> [INSTRUCTIONS FOR THE TASK] In the text about the Web's three shifts, what did Facebook introduce in 2007?

> [EXCERPTED TEXT]
The first of these shifts was coincident with the birth of the
Web itself, back in the mid-1990s. From its earliest days the
Web was alluring because it represented all things to all
people: it could serve as both resource and repository for
anything that might interest us, a platform for whatever we
might choose to say. The truth of those earliest days is that
we didn’t really know what we wanted to say; the stereotype
of the page where one went on long and lovingly about one’s
pussy carries an echo of that search for meaning. The lights
were on, but nobody was home.
Drawing the curtain on this more-or-less vapid era of the
Web, the second shift began with the collapse of the dot-com
bubble in the early 2000s. The undergrowth cleared away,
people could once again focus on the why of the Web. This
was when the Web came into its own as an interactive
medium. The Web could have been an interactive medium
from day one – the technology hadn’t changed one bit – but it
took time for people to map out the evolving relationship
between user and experience. The Web, we realized, is not a
page to read, but rather, a space for exploration, connection
and sharing.
This is when things start to get interesting, when ideas like
Wikipedia begin to emerge. Wikipedia is not a technology, at
least, it’s not a specific technology. Wikis have been around
since 1995, nearly as old as the Web itself. Databases are
older than the Web, too. So what is new about Wikipedia?
Simply this: the idea of sharing. Wikipedia invites us all to
share from our expertise, for the benefit of one another. It is
an agreement to share what we know to collectively improve
our capability. If you strip away all of the technology, and all
of the hype – both positive and negative –from Wikipedia,
what you’re left with is this agreement to share. In the decade
since Wikipedia’s launch we’ve learned to share across a
broad range of domains. This sharing supported by
technology is a new thing, and dramatically increases the
allure of the network. What was merely very interesting back
in 1995 became almost overpowering in the years since the
turn of the millennium. It has consistently become harder
and harder to imagine a life without the network, because the
network provides so much usefulness, and so much utility.
The final shift occurred in 2007, as Facebook introduced F8,
its plug-in architecture which opened its design – and its data
– to outside developers. Facebook exploded from a few
million users to over four hundred million: the third largest
nation in the world. Social networks are significant because
they harness and amplify our innate human desire and
capability to connect with one another. We constantly look to
our social networks – that is, our real-world networks – to
remind us who we are, where we are, and what we’re doing.
These social network provide our ontological grounding.
When translated into cyberspace, these social networks can
become almost impossibly potent – which is why, when
they’re used to bully or harass someone, they can lead to such
disastrous results. It becomes almost too easy, and we
become almost too powerful.
A lot of what we’ll see in this decade is an assessment of what
we choose to do with our new-found abilities. We can use
these social networks to transmit pornographic pictures of
one another back and forth at such frequency and density that
we simply numb ourselves into a kind of fleshy hypnosis.
That is one possible direction for the future. Or, we could
decide that we want something different for ourselves,
something altogether more substantial and meaningful. But
in order to get that sort of clarity, we need to be very clear on
what we want – both direction and outcome. At this point we
are simply playing around – with a loaded weapon – hoping
that it doesn’t accidentally go off.

[Rows from a data source]
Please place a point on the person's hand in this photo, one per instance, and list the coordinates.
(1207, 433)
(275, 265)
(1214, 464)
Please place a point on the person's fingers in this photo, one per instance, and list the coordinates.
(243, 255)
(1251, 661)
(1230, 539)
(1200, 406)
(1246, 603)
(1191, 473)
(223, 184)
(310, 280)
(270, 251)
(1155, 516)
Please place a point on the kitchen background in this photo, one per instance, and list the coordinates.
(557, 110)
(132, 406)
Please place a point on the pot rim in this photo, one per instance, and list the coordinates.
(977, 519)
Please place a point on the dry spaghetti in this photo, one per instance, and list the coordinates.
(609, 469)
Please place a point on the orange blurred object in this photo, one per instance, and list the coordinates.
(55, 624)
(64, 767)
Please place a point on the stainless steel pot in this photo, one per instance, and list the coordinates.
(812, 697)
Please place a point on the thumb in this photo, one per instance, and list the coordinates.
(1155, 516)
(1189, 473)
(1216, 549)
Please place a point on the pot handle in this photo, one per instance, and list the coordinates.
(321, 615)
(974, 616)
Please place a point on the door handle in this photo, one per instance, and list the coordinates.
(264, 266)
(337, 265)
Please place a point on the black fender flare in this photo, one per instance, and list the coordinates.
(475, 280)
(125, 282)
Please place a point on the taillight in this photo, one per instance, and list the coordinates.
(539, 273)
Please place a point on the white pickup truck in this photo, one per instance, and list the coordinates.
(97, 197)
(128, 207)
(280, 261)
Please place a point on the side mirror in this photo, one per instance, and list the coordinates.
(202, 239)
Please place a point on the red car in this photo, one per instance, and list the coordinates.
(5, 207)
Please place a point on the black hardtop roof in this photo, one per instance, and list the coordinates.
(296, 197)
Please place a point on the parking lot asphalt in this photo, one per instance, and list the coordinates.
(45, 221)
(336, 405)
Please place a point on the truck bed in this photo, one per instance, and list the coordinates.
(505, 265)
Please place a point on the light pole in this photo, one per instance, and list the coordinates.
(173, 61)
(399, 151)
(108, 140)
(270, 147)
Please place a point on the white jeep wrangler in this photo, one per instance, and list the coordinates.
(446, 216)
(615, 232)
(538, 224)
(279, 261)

> [SOLUTION FOR THIS PROBLEM] F8, its plug-in architecture, which opened Facebook's design and data to outside developers.